* Start DATA ENTRIES *
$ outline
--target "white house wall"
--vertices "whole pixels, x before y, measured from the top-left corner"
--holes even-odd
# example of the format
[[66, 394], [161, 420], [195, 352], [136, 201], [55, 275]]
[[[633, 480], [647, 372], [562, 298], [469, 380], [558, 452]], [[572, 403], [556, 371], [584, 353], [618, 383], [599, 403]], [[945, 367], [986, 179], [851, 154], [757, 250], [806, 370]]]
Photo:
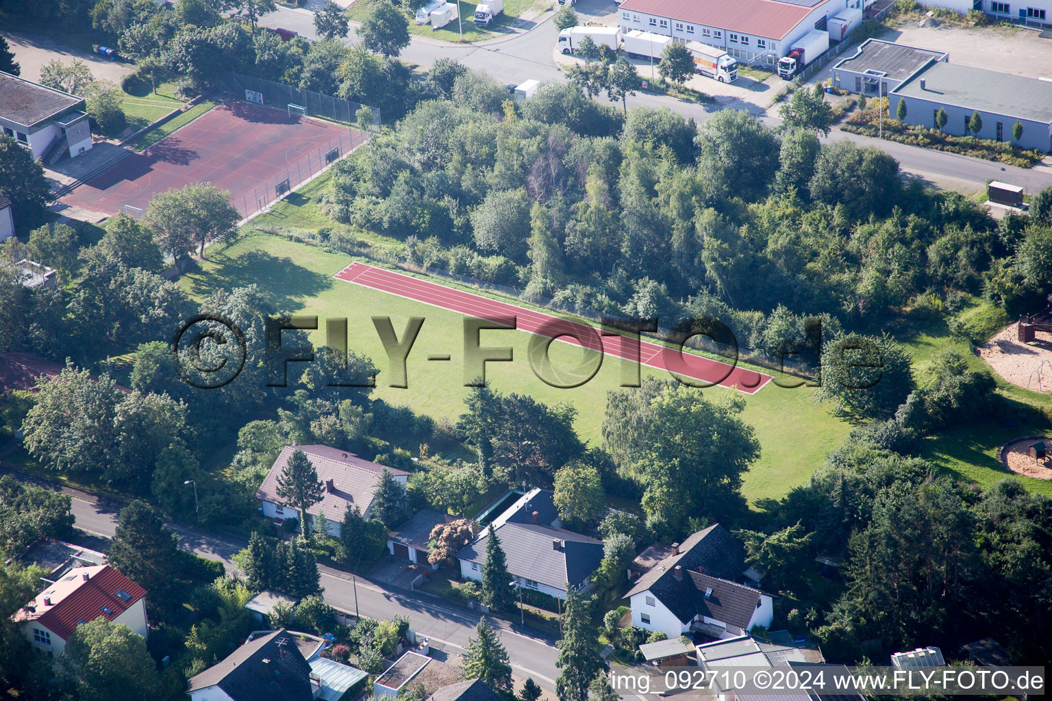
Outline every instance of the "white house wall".
[[[653, 599], [654, 603], [652, 606], [647, 603], [646, 597], [648, 596]], [[641, 627], [644, 631], [662, 631], [669, 638], [679, 638], [690, 628], [689, 623], [684, 625], [676, 618], [675, 614], [669, 611], [661, 602], [661, 599], [652, 596], [649, 591], [633, 594], [629, 599], [629, 605], [632, 610], [632, 625]], [[644, 622], [644, 615], [650, 617], [649, 623]]]

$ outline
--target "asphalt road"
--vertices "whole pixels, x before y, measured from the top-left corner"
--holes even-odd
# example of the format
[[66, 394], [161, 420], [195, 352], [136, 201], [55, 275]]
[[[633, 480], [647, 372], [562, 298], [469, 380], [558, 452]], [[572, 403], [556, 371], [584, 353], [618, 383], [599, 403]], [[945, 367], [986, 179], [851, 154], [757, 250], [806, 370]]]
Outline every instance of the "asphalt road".
[[[72, 503], [76, 527], [81, 532], [75, 540], [94, 550], [106, 550], [117, 529], [120, 506], [87, 495], [73, 495]], [[185, 550], [220, 560], [227, 569], [232, 566], [230, 557], [246, 544], [230, 536], [206, 534], [174, 523], [168, 525], [179, 534], [180, 544]], [[412, 631], [427, 637], [431, 647], [447, 654], [463, 653], [474, 636], [479, 614], [465, 606], [427, 594], [381, 586], [361, 577], [356, 581], [349, 574], [324, 565], [320, 570], [324, 598], [338, 609], [378, 619], [408, 616]], [[515, 676], [532, 677], [541, 686], [554, 690], [554, 680], [559, 676], [554, 640], [535, 628], [524, 628], [499, 619], [490, 619], [490, 622], [501, 628], [501, 641], [508, 650]]]
[[[612, 0], [580, 0], [576, 11], [583, 20], [603, 21], [615, 12]], [[469, 68], [485, 70], [501, 83], [518, 84], [530, 78], [542, 82], [563, 80], [564, 73], [552, 59], [552, 48], [559, 32], [551, 23], [551, 13], [545, 13], [539, 19], [539, 24], [529, 32], [511, 35], [507, 38], [490, 39], [478, 44], [454, 45], [427, 37], [413, 36], [412, 43], [402, 53], [403, 60], [429, 67], [440, 58], [450, 58], [460, 61]], [[268, 27], [284, 27], [294, 29], [308, 39], [317, 39], [313, 26], [313, 15], [306, 9], [294, 9], [280, 6], [278, 12], [265, 15], [260, 24]], [[347, 44], [358, 41], [353, 30], [345, 39]], [[599, 98], [606, 103], [605, 96]], [[685, 117], [693, 118], [701, 123], [712, 116], [719, 105], [700, 105], [694, 102], [666, 98], [654, 95], [638, 95], [628, 99], [628, 106], [669, 107]], [[753, 114], [758, 112], [754, 105], [741, 103], [739, 106], [748, 108]], [[780, 123], [775, 118], [756, 114], [771, 126]], [[1021, 185], [1028, 191], [1034, 192], [1044, 187], [1052, 186], [1052, 167], [1036, 166], [1034, 168], [1017, 168], [1002, 166], [998, 163], [982, 159], [946, 153], [895, 142], [861, 137], [834, 130], [828, 140], [850, 139], [858, 144], [877, 145], [898, 160], [907, 177], [919, 179], [928, 185], [944, 189], [955, 189], [970, 192], [985, 186], [987, 180], [1003, 180], [1015, 185]], [[828, 141], [827, 140], [827, 141]]]

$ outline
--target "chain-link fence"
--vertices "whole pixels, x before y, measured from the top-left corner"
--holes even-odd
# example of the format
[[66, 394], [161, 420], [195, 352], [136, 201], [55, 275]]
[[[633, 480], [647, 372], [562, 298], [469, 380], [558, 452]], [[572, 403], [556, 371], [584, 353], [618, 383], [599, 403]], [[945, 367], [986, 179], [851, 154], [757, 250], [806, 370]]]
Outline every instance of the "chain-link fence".
[[[223, 82], [226, 89], [246, 102], [277, 107], [278, 109], [296, 109], [308, 117], [321, 117], [342, 124], [367, 126], [369, 131], [379, 131], [382, 124], [380, 109], [369, 107], [350, 100], [341, 100], [330, 95], [322, 95], [313, 90], [305, 90], [284, 83], [278, 83], [265, 78], [256, 78], [244, 74], [227, 70]], [[359, 110], [367, 107], [371, 114], [367, 124], [362, 121]]]

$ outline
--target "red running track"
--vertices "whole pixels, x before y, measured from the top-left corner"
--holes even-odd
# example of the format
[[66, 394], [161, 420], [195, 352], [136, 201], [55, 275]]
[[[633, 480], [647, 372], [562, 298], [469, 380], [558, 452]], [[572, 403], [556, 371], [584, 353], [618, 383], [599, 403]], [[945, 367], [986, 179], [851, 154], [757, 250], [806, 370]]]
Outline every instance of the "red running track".
[[[585, 345], [594, 350], [600, 350], [602, 345], [604, 353], [630, 359], [634, 357], [629, 345], [630, 342], [626, 343], [627, 339], [623, 336], [600, 337], [596, 329], [586, 324], [570, 322], [551, 314], [463, 292], [419, 277], [357, 262], [351, 263], [335, 276], [337, 280], [347, 283], [355, 283], [479, 318], [492, 319], [511, 316], [515, 318], [515, 328], [522, 331], [538, 333], [549, 338], [562, 337], [567, 343]], [[667, 370], [670, 373], [709, 385], [734, 387], [747, 394], [755, 393], [771, 380], [771, 375], [762, 372], [746, 370], [729, 363], [713, 360], [692, 353], [680, 353], [674, 349], [644, 339], [640, 341], [640, 362], [645, 366]]]

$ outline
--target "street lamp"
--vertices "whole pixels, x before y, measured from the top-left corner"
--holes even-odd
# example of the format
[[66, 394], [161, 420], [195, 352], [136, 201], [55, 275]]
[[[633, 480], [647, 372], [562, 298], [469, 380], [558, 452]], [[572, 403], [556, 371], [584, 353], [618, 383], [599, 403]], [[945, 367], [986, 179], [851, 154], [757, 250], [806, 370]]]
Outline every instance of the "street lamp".
[[522, 619], [523, 626], [526, 625], [526, 607], [523, 606], [523, 585], [519, 583], [518, 580], [512, 579], [508, 582], [508, 586], [519, 587], [519, 616]]
[[198, 500], [197, 500], [197, 480], [195, 480], [195, 479], [187, 479], [183, 483], [184, 484], [194, 484], [194, 515], [200, 517], [201, 516], [201, 507], [198, 504]]

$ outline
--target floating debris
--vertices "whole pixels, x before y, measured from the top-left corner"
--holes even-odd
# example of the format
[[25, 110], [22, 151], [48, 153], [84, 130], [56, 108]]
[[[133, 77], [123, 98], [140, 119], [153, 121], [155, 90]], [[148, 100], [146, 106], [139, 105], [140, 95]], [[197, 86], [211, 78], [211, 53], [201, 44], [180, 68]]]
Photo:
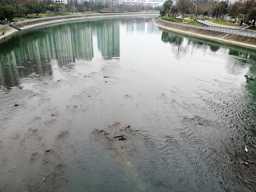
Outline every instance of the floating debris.
[[119, 141], [124, 141], [125, 140], [126, 140], [127, 139], [126, 138], [125, 138], [124, 137], [122, 137], [118, 139], [118, 140]]
[[115, 136], [114, 138], [120, 138], [120, 137], [124, 137], [124, 135], [118, 135], [118, 136]]
[[255, 78], [254, 77], [251, 77], [248, 75], [244, 75], [244, 76], [246, 78], [246, 80], [255, 81]]

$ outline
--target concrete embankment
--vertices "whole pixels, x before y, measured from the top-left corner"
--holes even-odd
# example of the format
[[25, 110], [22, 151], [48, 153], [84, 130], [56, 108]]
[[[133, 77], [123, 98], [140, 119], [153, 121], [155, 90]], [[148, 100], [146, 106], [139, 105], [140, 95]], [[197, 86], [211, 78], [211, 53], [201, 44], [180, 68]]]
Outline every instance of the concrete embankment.
[[256, 38], [254, 37], [181, 26], [165, 22], [159, 19], [155, 20], [154, 23], [161, 28], [173, 32], [256, 49]]
[[67, 16], [59, 16], [54, 17], [49, 17], [45, 19], [31, 20], [27, 22], [16, 23], [12, 27], [6, 27], [0, 29], [0, 34], [4, 32], [4, 35], [0, 36], [0, 40], [6, 38], [7, 36], [17, 32], [20, 30], [27, 29], [33, 27], [41, 26], [44, 25], [55, 23], [57, 22], [68, 21], [76, 20], [82, 20], [94, 18], [106, 18], [109, 17], [125, 17], [125, 16], [158, 16], [158, 12], [145, 12], [145, 13], [103, 13], [103, 14], [76, 14]]

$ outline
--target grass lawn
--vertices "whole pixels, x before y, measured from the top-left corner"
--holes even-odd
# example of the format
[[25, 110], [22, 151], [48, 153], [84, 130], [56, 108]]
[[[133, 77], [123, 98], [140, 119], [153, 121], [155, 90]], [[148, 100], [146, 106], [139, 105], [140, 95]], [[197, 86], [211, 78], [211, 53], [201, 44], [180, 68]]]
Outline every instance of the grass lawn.
[[182, 22], [182, 19], [179, 19], [179, 18], [173, 18], [172, 17], [168, 17], [168, 16], [165, 15], [164, 17], [162, 17], [161, 19], [166, 20], [167, 21], [172, 21], [172, 22]]
[[217, 20], [215, 19], [207, 19], [207, 18], [205, 18], [205, 20], [208, 20], [209, 21], [211, 21], [215, 23], [218, 23], [220, 25], [228, 25], [228, 26], [235, 26], [235, 27], [239, 26], [238, 24], [233, 23], [230, 23], [230, 22], [233, 22], [233, 21], [230, 21], [230, 20], [222, 20], [222, 19], [219, 19]]
[[200, 26], [200, 27], [205, 27], [205, 26], [202, 26], [200, 24], [198, 24], [198, 23], [197, 24], [196, 22], [195, 22], [195, 21], [191, 22], [190, 21], [184, 21], [182, 23], [187, 24], [187, 25], [194, 25], [194, 26]]

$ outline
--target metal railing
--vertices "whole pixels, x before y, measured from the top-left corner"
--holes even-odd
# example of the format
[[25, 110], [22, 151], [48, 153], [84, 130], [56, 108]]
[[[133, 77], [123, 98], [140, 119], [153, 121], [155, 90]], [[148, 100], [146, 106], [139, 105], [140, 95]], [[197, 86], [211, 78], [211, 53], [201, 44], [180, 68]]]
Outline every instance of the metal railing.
* End DATA ENTRIES *
**JOB:**
Pull out the lines from the start of the records through the line containing "617], [649, 623]]]", including both ends, and copy them unchanged. Leave the pictures out of your answer.

**SOLUTION FOR THIS TASK:**
$ outline
--target "white house wall"
--vertices "whole pixels, x before y, measured from the top-left corner"
--holes even-odd
# example of the format
[[66, 394], [161, 420], [195, 352], [136, 201], [55, 275]]
[[[633, 480], [647, 372], [562, 298], [469, 380], [558, 452]], [[572, 403], [556, 371], [584, 353], [618, 383], [599, 403]], [[945, 367], [986, 179], [851, 154], [757, 250], [806, 370]]]
Photo:
Outline every instance of the "white house wall".
[[[653, 599], [654, 603], [652, 606], [647, 603], [646, 597], [648, 596]], [[641, 627], [644, 631], [662, 631], [669, 638], [679, 638], [690, 628], [689, 623], [684, 625], [676, 618], [675, 614], [669, 611], [661, 602], [661, 599], [652, 596], [649, 591], [633, 594], [629, 599], [629, 605], [632, 610], [632, 625]], [[644, 622], [644, 615], [650, 617], [649, 623]]]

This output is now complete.